▶ **Task description**: Copy out the listing that follows exactly, dropping every picture.

-- begin --

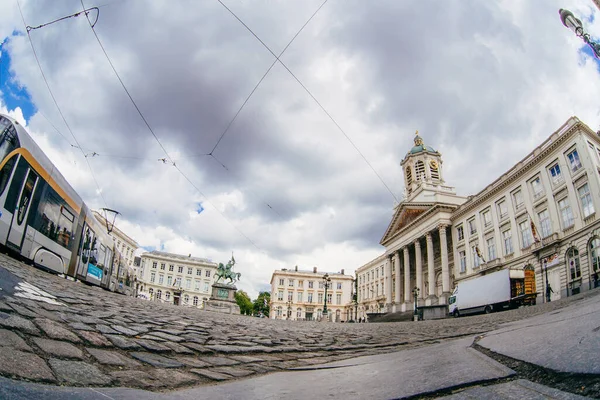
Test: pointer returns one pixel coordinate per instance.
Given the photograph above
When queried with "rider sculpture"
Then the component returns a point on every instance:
(226, 272)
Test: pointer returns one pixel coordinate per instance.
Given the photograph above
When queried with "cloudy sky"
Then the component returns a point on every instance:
(484, 82)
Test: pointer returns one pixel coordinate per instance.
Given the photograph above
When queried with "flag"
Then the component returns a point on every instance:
(479, 253)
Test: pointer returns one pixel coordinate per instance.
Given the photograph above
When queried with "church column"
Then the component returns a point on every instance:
(431, 298)
(445, 266)
(388, 283)
(407, 292)
(419, 268)
(397, 281)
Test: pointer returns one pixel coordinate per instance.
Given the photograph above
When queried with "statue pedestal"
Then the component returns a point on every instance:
(222, 299)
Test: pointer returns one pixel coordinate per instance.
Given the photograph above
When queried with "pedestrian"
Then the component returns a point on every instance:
(548, 292)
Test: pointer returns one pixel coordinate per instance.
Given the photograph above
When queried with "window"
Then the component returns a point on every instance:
(486, 217)
(526, 238)
(566, 214)
(507, 238)
(545, 224)
(472, 226)
(537, 188)
(518, 198)
(586, 200)
(460, 232)
(595, 254)
(574, 161)
(555, 174)
(573, 263)
(502, 209)
(491, 245)
(476, 260)
(463, 261)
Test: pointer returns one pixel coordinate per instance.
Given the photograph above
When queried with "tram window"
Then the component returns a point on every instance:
(5, 173)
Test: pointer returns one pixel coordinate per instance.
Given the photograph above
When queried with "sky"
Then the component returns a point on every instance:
(309, 172)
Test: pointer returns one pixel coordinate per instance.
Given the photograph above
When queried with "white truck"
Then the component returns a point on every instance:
(495, 291)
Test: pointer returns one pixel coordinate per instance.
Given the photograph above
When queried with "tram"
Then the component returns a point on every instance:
(43, 219)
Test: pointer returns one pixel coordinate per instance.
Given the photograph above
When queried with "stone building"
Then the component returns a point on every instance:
(538, 216)
(300, 295)
(177, 279)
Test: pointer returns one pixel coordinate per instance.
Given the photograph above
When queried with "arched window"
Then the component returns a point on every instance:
(573, 263)
(419, 170)
(595, 254)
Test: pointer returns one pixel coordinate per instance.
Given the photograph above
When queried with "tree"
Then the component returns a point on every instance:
(262, 303)
(243, 301)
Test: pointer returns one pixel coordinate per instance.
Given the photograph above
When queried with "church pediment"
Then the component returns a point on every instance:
(404, 216)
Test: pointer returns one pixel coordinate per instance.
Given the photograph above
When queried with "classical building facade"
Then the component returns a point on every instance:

-- end --

▶ **Solved problem**:
Test: pointer returns one pixel coordinate per instance.
Given the photograph above
When queried with "rider sculpture"
Then the component returns a point on every instance:
(226, 272)
Test: pointer returns one pixel coordinate per instance.
Given the photograph above
When queried with "cloudy sky"
Then the component returns a point on every instance:
(484, 82)
Test: pointer returns one pixel coordinate per instance.
Given the photograph above
When queried with "flag"
Then the component returns a point on every instance:
(479, 253)
Test: pointer returns one pixel coordinate per instance.
Given the photograph above
When queried with "church column"
Then the component returns a point on every instance:
(431, 298)
(445, 266)
(388, 283)
(407, 292)
(419, 268)
(397, 281)
Test: pointer returns one pixel coordinate per instance.
Given the photograph above
When queried with "statue pedestal"
Then the component returns a point on every instance:
(222, 299)
Test: pointer returns one pixel coordinate per instance.
Given the photograph above
When queried with "pedestrian"
Then the component returns a point on every instance:
(548, 292)
Test: pointer returns one pixel coordinate per instance.
Given the photograph above
When queried with "window"
Then the component returns a point on every instance:
(486, 217)
(526, 238)
(566, 214)
(507, 238)
(545, 224)
(472, 226)
(537, 188)
(518, 198)
(586, 200)
(460, 232)
(595, 254)
(574, 161)
(555, 174)
(573, 263)
(502, 209)
(491, 245)
(476, 260)
(463, 261)
Test: pointer returns one pixel coordinate per instance.
Given the photograph above
When queried with "tram window"
Then the component returns a point on every instance:
(5, 173)
Test: pointer returns one pixel coordinate per instance.
Given the photograph above
When queried with "sky"
Then the component returns a point on every instance:
(309, 172)
Test: pointer returns one pixel coordinate per instance.
Given the photograph above
When queried with "white truck"
Then the component returns a point on every instance:
(495, 291)
Test: pointer returns one pixel coordinate per instance.
Given the photograph above
When queried with "tram"
Then the component returns a point on every instance:
(43, 219)
Test: pointer returns one pixel coordinate per instance.
Given the photograph above
When queried with "stone building"
Then the component returns a point on every instance:
(538, 216)
(300, 295)
(177, 279)
Test: pointer returns one pixel coordinate per instance.
Given the photograph above
When queried with "arched window"
Then the component returns a point on every instance:
(573, 263)
(419, 170)
(595, 254)
Test: pointer returns one pixel coordinate per instance.
Given the photograph above
When queried with "tree"
Then the component returns a point on every instance:
(262, 303)
(243, 301)
Test: pointer returns one pixel coordinate per instance.
Given the photograph above
When queried with "church pediment"
Then the component returns a point on every instance:
(404, 216)
Test: pointer returns one pixel coordinate per instance.
Given the photograph above
When queried with "classical building facade"
Then the component returns a point on every instance:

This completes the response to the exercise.